-- Begin Materials provided --
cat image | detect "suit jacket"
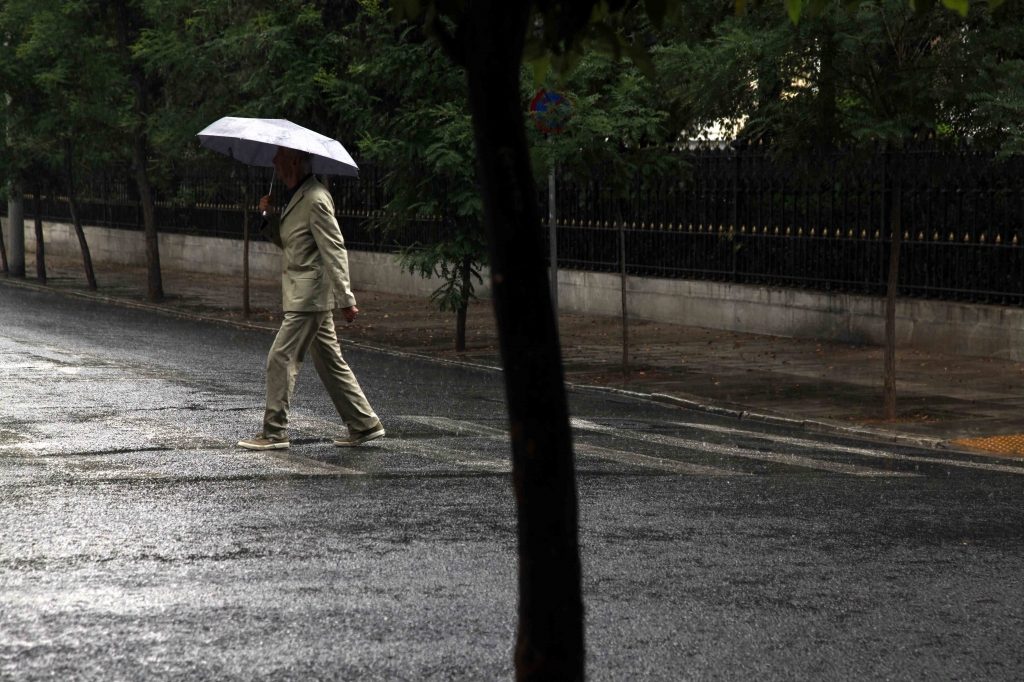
[268,175,355,312]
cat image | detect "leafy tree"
[324,4,485,351]
[0,0,127,289]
-- End Materials provided --
_Stated task_:
Copy every item above word for word, leaving out the pictures.

_Written solution_:
cat image | detect "suit jacket"
[268,175,355,312]
cat image | detect "leafy tree"
[324,4,485,351]
[0,0,127,289]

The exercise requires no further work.